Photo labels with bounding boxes

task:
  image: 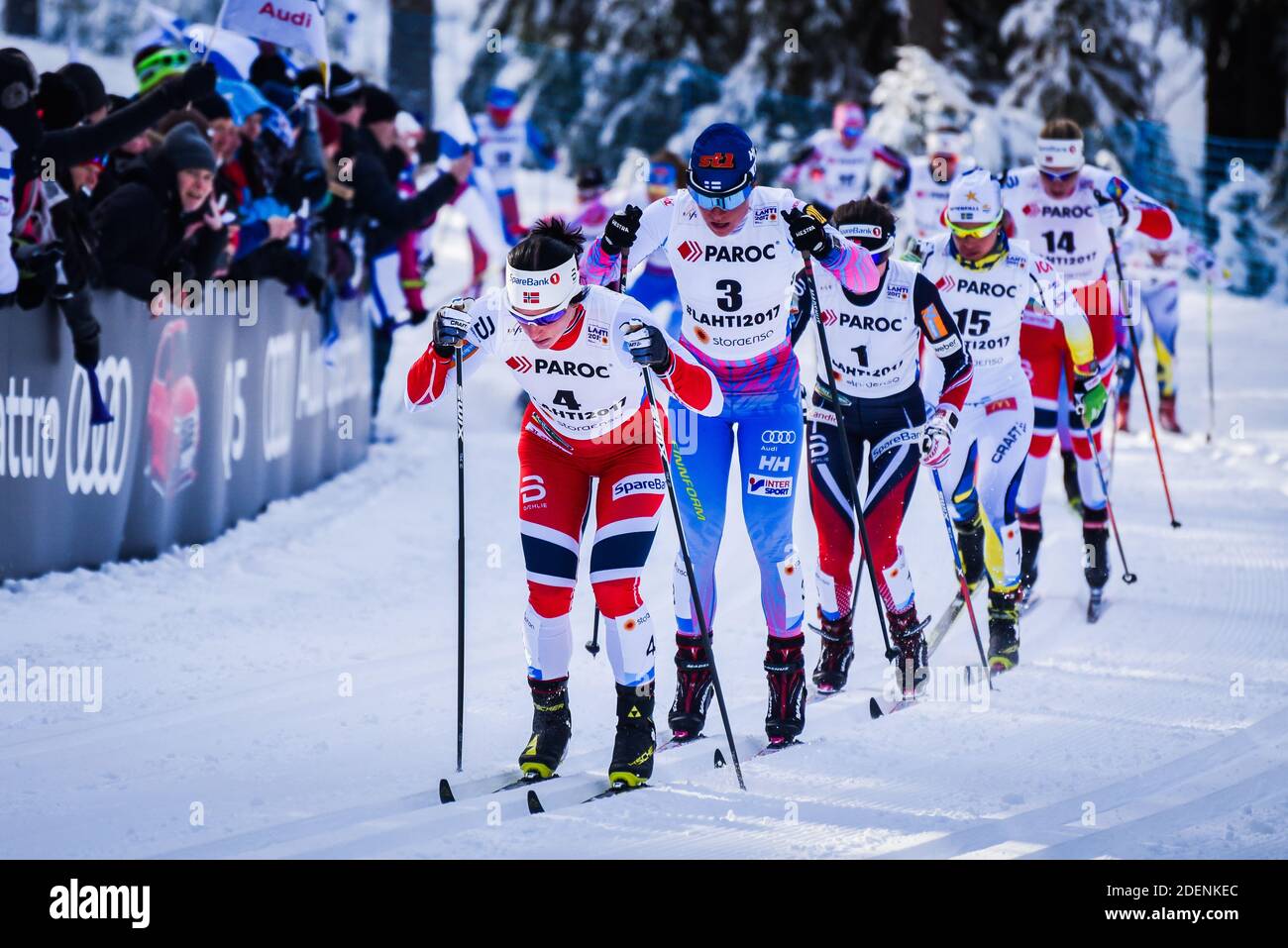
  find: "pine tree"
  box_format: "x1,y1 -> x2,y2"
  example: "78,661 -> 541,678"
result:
1000,0 -> 1154,126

* What you will do *
Please swap "box_format" for "coord_format" in every item above and leave everything else unchanged. Omit the pictures from your answer.

* Solution *
task:
  image: 
  find: "pine tree"
  coord_format: "x1,y1 -> x2,y2"
  example: "78,661 -> 541,678"
result:
1000,0 -> 1154,126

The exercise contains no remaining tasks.